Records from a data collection
------------------------------------------------------------

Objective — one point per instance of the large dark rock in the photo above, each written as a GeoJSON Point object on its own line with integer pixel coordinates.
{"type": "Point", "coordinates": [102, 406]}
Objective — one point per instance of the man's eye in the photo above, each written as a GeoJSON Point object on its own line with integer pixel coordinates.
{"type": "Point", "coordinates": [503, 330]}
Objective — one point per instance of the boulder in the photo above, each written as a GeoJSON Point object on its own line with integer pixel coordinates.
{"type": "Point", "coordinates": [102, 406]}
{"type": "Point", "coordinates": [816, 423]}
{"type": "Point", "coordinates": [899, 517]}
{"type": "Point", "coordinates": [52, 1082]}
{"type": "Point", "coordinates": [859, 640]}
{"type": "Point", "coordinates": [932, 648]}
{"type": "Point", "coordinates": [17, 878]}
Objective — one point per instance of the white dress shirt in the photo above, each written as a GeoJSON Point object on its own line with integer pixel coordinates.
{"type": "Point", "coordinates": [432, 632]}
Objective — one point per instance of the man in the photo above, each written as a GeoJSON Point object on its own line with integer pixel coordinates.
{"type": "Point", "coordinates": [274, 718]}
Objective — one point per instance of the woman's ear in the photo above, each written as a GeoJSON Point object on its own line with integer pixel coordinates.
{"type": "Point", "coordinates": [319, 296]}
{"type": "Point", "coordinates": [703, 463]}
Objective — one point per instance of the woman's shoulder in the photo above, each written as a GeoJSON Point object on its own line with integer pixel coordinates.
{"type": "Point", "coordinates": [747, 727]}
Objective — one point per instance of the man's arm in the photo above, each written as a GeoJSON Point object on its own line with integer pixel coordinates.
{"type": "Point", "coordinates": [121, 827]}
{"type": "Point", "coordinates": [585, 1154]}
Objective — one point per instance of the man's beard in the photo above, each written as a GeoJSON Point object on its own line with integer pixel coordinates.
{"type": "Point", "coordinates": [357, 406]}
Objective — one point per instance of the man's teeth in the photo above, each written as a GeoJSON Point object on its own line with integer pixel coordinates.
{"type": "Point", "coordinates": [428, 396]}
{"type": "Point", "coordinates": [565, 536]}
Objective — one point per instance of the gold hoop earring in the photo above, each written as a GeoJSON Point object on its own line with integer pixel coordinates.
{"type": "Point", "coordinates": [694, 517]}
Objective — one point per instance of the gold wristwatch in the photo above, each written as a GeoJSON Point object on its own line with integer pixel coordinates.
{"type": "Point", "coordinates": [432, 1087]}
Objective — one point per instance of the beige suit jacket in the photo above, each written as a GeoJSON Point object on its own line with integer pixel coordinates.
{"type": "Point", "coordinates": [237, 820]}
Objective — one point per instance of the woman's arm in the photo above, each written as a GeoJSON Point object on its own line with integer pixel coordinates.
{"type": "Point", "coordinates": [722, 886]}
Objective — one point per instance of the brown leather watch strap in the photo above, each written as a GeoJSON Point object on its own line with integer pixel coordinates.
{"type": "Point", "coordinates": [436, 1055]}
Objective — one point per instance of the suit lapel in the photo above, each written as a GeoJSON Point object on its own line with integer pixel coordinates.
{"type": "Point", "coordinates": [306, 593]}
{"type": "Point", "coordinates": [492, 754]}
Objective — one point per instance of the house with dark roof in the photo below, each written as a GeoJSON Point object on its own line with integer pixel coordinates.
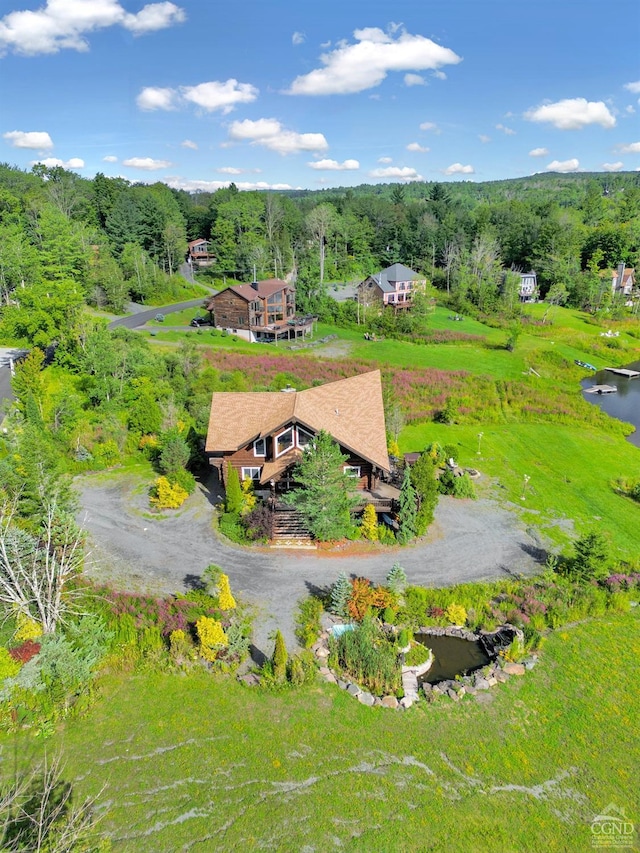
{"type": "Point", "coordinates": [623, 280]}
{"type": "Point", "coordinates": [264, 311]}
{"type": "Point", "coordinates": [262, 434]}
{"type": "Point", "coordinates": [200, 253]}
{"type": "Point", "coordinates": [394, 286]}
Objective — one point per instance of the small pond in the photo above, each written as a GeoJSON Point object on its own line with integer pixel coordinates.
{"type": "Point", "coordinates": [624, 404]}
{"type": "Point", "coordinates": [452, 656]}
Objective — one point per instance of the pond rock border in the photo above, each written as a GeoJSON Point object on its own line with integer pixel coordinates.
{"type": "Point", "coordinates": [497, 672]}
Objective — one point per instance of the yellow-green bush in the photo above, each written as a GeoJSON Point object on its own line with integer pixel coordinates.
{"type": "Point", "coordinates": [456, 614]}
{"type": "Point", "coordinates": [166, 495]}
{"type": "Point", "coordinates": [212, 637]}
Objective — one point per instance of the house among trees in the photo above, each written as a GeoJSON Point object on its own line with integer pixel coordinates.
{"type": "Point", "coordinates": [262, 434]}
{"type": "Point", "coordinates": [528, 289]}
{"type": "Point", "coordinates": [393, 286]}
{"type": "Point", "coordinates": [200, 253]}
{"type": "Point", "coordinates": [623, 280]}
{"type": "Point", "coordinates": [264, 311]}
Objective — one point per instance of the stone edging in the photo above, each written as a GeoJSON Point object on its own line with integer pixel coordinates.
{"type": "Point", "coordinates": [483, 679]}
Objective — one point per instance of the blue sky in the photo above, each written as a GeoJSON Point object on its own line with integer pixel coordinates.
{"type": "Point", "coordinates": [300, 94]}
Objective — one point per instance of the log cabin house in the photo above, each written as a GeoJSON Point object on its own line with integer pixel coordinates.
{"type": "Point", "coordinates": [264, 311]}
{"type": "Point", "coordinates": [263, 434]}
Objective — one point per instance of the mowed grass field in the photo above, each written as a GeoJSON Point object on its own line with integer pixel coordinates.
{"type": "Point", "coordinates": [571, 471]}
{"type": "Point", "coordinates": [191, 762]}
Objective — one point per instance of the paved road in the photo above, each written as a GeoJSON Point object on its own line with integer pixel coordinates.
{"type": "Point", "coordinates": [134, 321]}
{"type": "Point", "coordinates": [469, 541]}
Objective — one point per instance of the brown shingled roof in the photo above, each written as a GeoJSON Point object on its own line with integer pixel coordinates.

------------------------------------------------------------

◆ Your objective
Your reply should be the entries above, repeated exactly and free of pictures.

◆ Response box
Objective — one point per instance of the large dark rock in the photo above, each written as a GeoJSON Point object on its own line with integer pixel coordinates.
{"type": "Point", "coordinates": [102, 406]}
Objective — one point per instance of the man's eye in the photo above, each written as a GeoJSON Point object on its own line with integer pixel coordinates.
{"type": "Point", "coordinates": [503, 330]}
Objective — one point per instance of the boulder in the photo above, each written as a GeoJSON Point object on its own line with integer pixel coordinates.
{"type": "Point", "coordinates": [102, 406]}
{"type": "Point", "coordinates": [816, 423]}
{"type": "Point", "coordinates": [899, 517]}
{"type": "Point", "coordinates": [52, 1082]}
{"type": "Point", "coordinates": [859, 640]}
{"type": "Point", "coordinates": [932, 648]}
{"type": "Point", "coordinates": [17, 878]}
Objective — one point per instance of the white dress shirt in the photo above, each written as a GeoJSON Point object on its own line with integer pixel coordinates.
{"type": "Point", "coordinates": [432, 632]}
Objective — one point per instance of the man in the photo above, each written as a GeoJSON Point object on its own line with integer pixel coordinates.
{"type": "Point", "coordinates": [274, 718]}
Objective — one point per instance of the woman's ear in the photo above, each written as a GeoJSON Point object on its own line with integer pixel coordinates.
{"type": "Point", "coordinates": [319, 296]}
{"type": "Point", "coordinates": [703, 463]}
Objective — one point per instance of the woman's shoulder in the photo above, each written as a GeoJSON Point object on its own line with integer pixel coordinates.
{"type": "Point", "coordinates": [747, 727]}
Objective — one point per instance of the man's arm in the photo above, each written as a GeoJSON Point object on its own line with integer pixel coordinates.
{"type": "Point", "coordinates": [121, 827]}
{"type": "Point", "coordinates": [585, 1154]}
Objective — one point per instance of the man's beard in the photo above, each written as a GeoJSON Point object on its own line with integer pixel coordinates.
{"type": "Point", "coordinates": [357, 406]}
Objective — one point per instance of the man's teeth in the photo above, each written as a GeoJSON Point object on its own line with integer pixel coordinates.
{"type": "Point", "coordinates": [428, 396]}
{"type": "Point", "coordinates": [565, 536]}
Objective — one point per instance of the gold hoop earring in the photo above, each written as a GeoJSON Point object on its own line with integer pixel coordinates.
{"type": "Point", "coordinates": [694, 517]}
Objective — one point per instance of the gold wristwatch in the photo above, each written as a GeoJSON Point object on its own line with integer pixel coordinates.
{"type": "Point", "coordinates": [432, 1087]}
Objective — one point per instance of the beige suit jacket in the photo above, each written as a GeoJSON Point object on its own line with integer pixel coordinates.
{"type": "Point", "coordinates": [237, 820]}
Objective — one point per instance of the woman's arm in the photo above, each written as a GeoJSON Point object on its own line with integer pixel coordinates.
{"type": "Point", "coordinates": [722, 886]}
Objective — one point per instance of the brown leather watch strap in the photo above, each written as a GeoJSON Point object on its own line with integer pixel coordinates.
{"type": "Point", "coordinates": [436, 1055]}
Objective — one point per instance of the suit lapel in the photo above, each written as a GeoJSON Point object on its own line with integer pixel coordinates.
{"type": "Point", "coordinates": [306, 593]}
{"type": "Point", "coordinates": [492, 754]}
Objective — one point per instance of the house with dark roof in the photo below, each written as a GeoJSON Point object on its own line with integer pixel coordinates.
{"type": "Point", "coordinates": [623, 280]}
{"type": "Point", "coordinates": [264, 311]}
{"type": "Point", "coordinates": [262, 434]}
{"type": "Point", "coordinates": [200, 253]}
{"type": "Point", "coordinates": [394, 286]}
Objective — one point per instance of the small pond in the photo above, each written as a GeoJSON Point object on its own line with integer pixel coordinates.
{"type": "Point", "coordinates": [624, 404]}
{"type": "Point", "coordinates": [452, 656]}
Objective — one point per instance of the pond rock border in the photo above, each written as a GeoJSON Point object on its own line with integer pixel coordinates.
{"type": "Point", "coordinates": [497, 672]}
Objective — one point per instance of the yellow-green bush in the photo above, each written as a GeoJSON Point object on its own line with integer pixel coordinates.
{"type": "Point", "coordinates": [456, 614]}
{"type": "Point", "coordinates": [166, 495]}
{"type": "Point", "coordinates": [212, 637]}
Objective — one point per instance of the house among trees in the photo above, each written as a GeoJSON Point object on its own line with integer pixel coordinates.
{"type": "Point", "coordinates": [262, 434]}
{"type": "Point", "coordinates": [528, 289]}
{"type": "Point", "coordinates": [393, 286]}
{"type": "Point", "coordinates": [200, 253]}
{"type": "Point", "coordinates": [623, 280]}
{"type": "Point", "coordinates": [264, 311]}
Objective — one point per instance of the stone edging in the photo above, each written as a GeoJSON Point object on its own line with integer pixel coordinates.
{"type": "Point", "coordinates": [483, 679]}
Objective — one point per instance of the blue sky in the photo above, each written as a GeoJSON Point object on its own line with integer pixel coordinates.
{"type": "Point", "coordinates": [300, 94]}
Objective — one point per instance of the log cabin house in the photo above, each written as a GeoJSON Point object on its own line with integer pixel coordinates.
{"type": "Point", "coordinates": [264, 311]}
{"type": "Point", "coordinates": [263, 434]}
Objective — one point per instance of the mowed grass field in the photo above, each written as a GeoJSON Point object on its own line with integer pixel coordinates.
{"type": "Point", "coordinates": [571, 471]}
{"type": "Point", "coordinates": [191, 762]}
Objective — one point per instance of the paved road in the photo above, each written as a GeoJSON Point object on its own line with integer pixel coordinates.
{"type": "Point", "coordinates": [134, 321]}
{"type": "Point", "coordinates": [469, 541]}
Objective — one point per instance of the brown shingled roof in the photo above, each written as a GeoJSON Point object on its own line with integer pixel coordinates.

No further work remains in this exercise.